[Exercise directions] Can you print the listing below verbatim, reproducing every line in its original order with nothing added or left out?

[The records]
..........

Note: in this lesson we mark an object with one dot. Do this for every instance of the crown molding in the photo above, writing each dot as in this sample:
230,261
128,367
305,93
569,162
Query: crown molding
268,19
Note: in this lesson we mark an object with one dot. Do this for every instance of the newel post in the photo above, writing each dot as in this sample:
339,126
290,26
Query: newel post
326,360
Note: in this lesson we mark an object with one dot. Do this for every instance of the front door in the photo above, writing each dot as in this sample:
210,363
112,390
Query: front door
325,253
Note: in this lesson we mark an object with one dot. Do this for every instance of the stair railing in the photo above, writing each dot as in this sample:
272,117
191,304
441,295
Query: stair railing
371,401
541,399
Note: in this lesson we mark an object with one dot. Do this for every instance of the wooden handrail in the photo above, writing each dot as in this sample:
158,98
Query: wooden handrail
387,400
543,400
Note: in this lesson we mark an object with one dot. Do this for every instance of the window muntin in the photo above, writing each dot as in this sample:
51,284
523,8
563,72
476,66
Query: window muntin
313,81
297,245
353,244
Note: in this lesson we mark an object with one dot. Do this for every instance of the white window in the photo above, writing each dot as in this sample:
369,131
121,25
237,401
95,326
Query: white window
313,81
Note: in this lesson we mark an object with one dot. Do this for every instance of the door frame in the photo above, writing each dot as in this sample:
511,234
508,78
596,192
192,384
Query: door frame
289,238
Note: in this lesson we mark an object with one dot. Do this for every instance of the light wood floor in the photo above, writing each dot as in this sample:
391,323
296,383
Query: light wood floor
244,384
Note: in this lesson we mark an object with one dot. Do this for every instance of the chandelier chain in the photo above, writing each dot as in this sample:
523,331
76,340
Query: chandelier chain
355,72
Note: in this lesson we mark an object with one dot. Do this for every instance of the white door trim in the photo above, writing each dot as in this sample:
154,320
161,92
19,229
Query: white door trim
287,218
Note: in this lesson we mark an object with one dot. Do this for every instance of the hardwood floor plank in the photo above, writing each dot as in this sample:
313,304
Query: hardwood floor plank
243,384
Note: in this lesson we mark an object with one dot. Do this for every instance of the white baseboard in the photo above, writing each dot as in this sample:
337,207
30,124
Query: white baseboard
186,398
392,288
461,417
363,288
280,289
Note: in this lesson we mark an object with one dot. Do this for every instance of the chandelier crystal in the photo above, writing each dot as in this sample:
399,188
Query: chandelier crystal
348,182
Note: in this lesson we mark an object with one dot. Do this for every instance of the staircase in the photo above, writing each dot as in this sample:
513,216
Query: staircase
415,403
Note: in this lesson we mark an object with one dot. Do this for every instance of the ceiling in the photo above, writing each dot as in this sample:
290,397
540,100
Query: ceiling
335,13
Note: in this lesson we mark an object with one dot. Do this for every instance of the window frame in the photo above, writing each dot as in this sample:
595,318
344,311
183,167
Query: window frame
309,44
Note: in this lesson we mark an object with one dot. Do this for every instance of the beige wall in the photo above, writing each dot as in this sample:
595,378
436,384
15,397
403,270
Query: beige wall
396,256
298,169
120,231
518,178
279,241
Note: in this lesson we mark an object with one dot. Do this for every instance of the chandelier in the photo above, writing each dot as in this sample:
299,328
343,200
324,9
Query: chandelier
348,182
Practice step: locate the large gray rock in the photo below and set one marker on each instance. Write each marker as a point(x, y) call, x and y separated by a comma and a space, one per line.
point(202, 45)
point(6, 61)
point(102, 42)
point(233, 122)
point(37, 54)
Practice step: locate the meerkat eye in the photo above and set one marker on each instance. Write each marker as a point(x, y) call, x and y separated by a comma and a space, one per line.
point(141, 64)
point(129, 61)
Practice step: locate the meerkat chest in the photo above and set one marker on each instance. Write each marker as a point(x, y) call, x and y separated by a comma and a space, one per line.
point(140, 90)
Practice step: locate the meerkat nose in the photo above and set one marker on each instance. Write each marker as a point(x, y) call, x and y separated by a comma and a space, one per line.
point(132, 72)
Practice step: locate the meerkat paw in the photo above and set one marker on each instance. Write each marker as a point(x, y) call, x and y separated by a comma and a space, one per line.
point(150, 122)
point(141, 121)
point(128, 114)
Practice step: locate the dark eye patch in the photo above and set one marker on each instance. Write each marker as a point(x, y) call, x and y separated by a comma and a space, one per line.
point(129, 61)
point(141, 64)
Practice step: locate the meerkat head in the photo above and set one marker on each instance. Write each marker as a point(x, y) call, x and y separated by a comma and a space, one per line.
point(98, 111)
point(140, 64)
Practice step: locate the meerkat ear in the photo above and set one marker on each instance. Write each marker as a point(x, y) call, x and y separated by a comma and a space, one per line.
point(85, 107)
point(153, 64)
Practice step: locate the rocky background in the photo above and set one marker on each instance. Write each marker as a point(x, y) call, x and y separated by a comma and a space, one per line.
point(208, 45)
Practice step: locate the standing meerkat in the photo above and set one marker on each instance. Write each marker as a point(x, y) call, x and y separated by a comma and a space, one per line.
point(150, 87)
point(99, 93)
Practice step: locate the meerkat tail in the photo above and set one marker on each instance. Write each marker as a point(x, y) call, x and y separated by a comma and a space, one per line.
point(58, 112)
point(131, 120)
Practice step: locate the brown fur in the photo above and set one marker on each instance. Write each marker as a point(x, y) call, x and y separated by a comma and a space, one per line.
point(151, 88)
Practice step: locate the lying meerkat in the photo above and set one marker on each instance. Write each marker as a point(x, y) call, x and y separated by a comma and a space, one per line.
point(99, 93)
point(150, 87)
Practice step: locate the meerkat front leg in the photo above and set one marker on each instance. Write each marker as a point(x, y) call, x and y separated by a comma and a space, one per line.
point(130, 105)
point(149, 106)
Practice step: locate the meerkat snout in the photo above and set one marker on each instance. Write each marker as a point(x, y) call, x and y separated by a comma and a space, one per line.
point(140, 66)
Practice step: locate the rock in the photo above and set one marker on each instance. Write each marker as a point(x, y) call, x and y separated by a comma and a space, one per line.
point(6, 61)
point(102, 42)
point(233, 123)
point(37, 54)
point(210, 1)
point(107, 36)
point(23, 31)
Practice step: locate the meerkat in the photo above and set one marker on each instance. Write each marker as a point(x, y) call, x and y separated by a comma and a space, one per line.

..........

[In response]
Note: in this lesson we mark an object with one dot. Do this for every instance of the crown molding in the photo above, writing each dot as in this sample:
230,261
128,367
305,93
569,162
Query: crown molding
268,19
Note: in this lesson we mark an object with one dot. Do this for every instance of the newel post in the photo above, writing each dot as in this sample:
339,126
290,26
Query: newel post
326,360
Note: in this lesson we mark an object with one dot. Do this for every instance of the front door in the photo above, writing each dot as in this sample:
210,363
112,390
Query: front door
325,253
Note: in this lesson we mark an object with one dot. Do this for every instance of the stair railing in the photo above, writing each dot as in this sample:
272,117
191,304
441,295
Query: stair railing
371,401
541,399
Note: in this lesson we mark an object with one dot. Do this for every instance of the wooden handrail in the photo above, writing each dot as in this sample:
158,98
Query: wooden handrail
387,400
543,400
Note: in this lesson we mark an object with one dot. Do this for every instance of the window muntin in the photo above, writing each dot as in this sample:
51,284
523,8
563,72
476,66
Query: window muntin
313,81
297,245
353,244
Note: in this lesson we mark an object with one dot. Do this for every instance of the white window in the photo above, writing each dot as in this sample:
369,131
121,25
237,401
95,326
Query: white window
313,81
Note: in this lesson we mark an object with one dot. Do this for every instance of the door frame in the photo above, writing each dot as in this sample:
511,234
508,78
596,192
192,384
Query: door frame
289,238
Note: in this lesson we mark an object with one dot. Do this for every instance of the light wood floor in the photo above, writing each dot as in this sample:
391,323
296,383
Query: light wood floor
244,384
Note: in this lesson we mark an object with one dot. Do this for every instance of the chandelier chain in the photo above, writing each dot as in this sample:
523,331
76,340
Query: chandelier chain
355,72
Note: in this lesson we mark an object with one dot. Do this for every instance of the white door trim in the photo above, writing each dot as in this sample:
154,320
161,92
19,229
Query: white door trim
287,218
Note: in this lesson we mark an object with one dot. Do this for every instance of the hardwood floor plank in the photo above, writing each dot as in this sample:
313,304
Query: hardwood floor plank
243,384
Note: in this lesson we mark an object with one dot. Do this for every instance of the white baseboard in the photo above, writing each dot as in this sample:
337,207
30,124
Query: white baseboard
186,398
392,288
461,417
363,288
280,289
Note: in this lesson we mark an object with one dot. Do this for every instance of the chandelier crystal in the photo above, writing each dot as in this sample:
399,188
Query: chandelier crystal
348,182
Note: in this lesson we mark an object with one dot. Do this for every instance of the staircase in the photo above, writing each dot as in this sample:
513,216
Query: staircase
415,403
Note: in this lesson we mark an object with one dot. Do this for every instance of the ceiling in the photo above, writing each dot as in this sample:
290,397
540,100
Query: ceiling
335,13
Note: in this lesson we mark an object with one dot. Do this for every instance of the window frame in the photo above, writing each dot as in this sample:
595,318
344,311
183,167
Query: window frame
309,44
Note: in this lesson we mark an object with one dot. Do this for every instance of the beige wall in the photo above, writing each dot as in this sample:
595,378
436,384
15,397
403,270
Query: beige wall
396,256
298,169
120,231
518,178
279,241
Note: in this lesson we mark an object with one dot. Do this for every instance of the chandelier in the photo above, writing each dot as in this sample:
299,328
343,200
324,9
Query: chandelier
348,182
Practice step: locate the large gray rock in the photo below and set one marker on each instance. Write each marker as a point(x, y) call, x and y separated by a comma and a space, one per line.
point(202, 45)
point(6, 61)
point(102, 42)
point(233, 122)
point(37, 54)
Practice step: locate the meerkat eye in the photo above and set one marker on each instance. Write each marker as a point(x, y) call, x and y separated by a comma and a space, one per line.
point(141, 64)
point(129, 61)
Practice step: locate the meerkat chest in the photo above and set one marker on each instance. Write each marker as a point(x, y) call, x and y separated by a comma and a space, one per line.
point(140, 90)
Practice step: locate the meerkat nose in the photo above and set one marker on each instance. Write each marker as a point(x, y) call, x and y separated by a comma and a space, one per line.
point(132, 72)
Practice step: locate the meerkat paw in the photo above and set one marker on each instance. Write each marker as a point(x, y) call, x and y separated by a comma and a space, one per line.
point(150, 122)
point(141, 121)
point(128, 114)
Practice step: locate the dark eye patch in the photo above and set one marker on each instance. Write each marker as a point(x, y) call, x and y separated by a comma and a space, one per line.
point(129, 61)
point(141, 64)
Practice step: locate the meerkat head in the photo above and set one marker on each instance. Write each marker as a point(x, y) call, x and y separated by a comma and a space, one per line.
point(98, 111)
point(140, 64)
Practice step: locate the meerkat ear in the photo above and set one marker on each instance. Write each marker as a point(x, y) call, x and y separated by a comma and a space, one per line.
point(85, 107)
point(153, 64)
Practice step: locate the rocky background in the photo above and set one marker on each instance. Write each marker as a point(x, y) call, x and y separated by a comma and a space, one per line.
point(208, 45)
Practice step: locate the standing meerkat in the photo above and set one marker on each instance. Write each marker as a point(x, y) call, x and y separated by a comma and a space, one per line.
point(150, 87)
point(99, 93)
Practice step: locate the meerkat tail in the photo above and set one marker on each instance. Write each marker as a point(x, y) call, x and y separated by a comma and a space, one per line.
point(58, 112)
point(131, 120)
Practice step: locate the brown fur in the photo above and set one marker on each instance. Write each marker as a point(x, y) call, x and y separated by a comma and a space, one per line.
point(151, 88)
Practice step: locate the lying meerkat in the photo above and set one marker on each instance. Write each marker as a point(x, y) call, x and y separated by a comma and a space, one per line.
point(99, 93)
point(150, 87)
Practice step: locate the meerkat front leg in the photo above and set one marker on each instance. Write each marker as a point(x, y) call, x and y separated by a comma and a space, one per line.
point(130, 105)
point(149, 106)
Practice step: locate the meerkat snout in the photo above and set one marker on each instance. Write each marker as a point(x, y) call, x and y separated by a comma and a space, one per line.
point(140, 66)
Practice step: locate the rock in the photo above and set one marker on each instance. Write each marker as a point(x, y) call, x and y separated by a comma and a space, one per line.
point(6, 61)
point(102, 42)
point(233, 123)
point(37, 54)
point(210, 1)
point(107, 36)
point(23, 31)
Practice step: locate the meerkat in the photo above and set one marker on each instance. Write each marker as a point(x, y) call, x and y separated by a comma and a space, one per line.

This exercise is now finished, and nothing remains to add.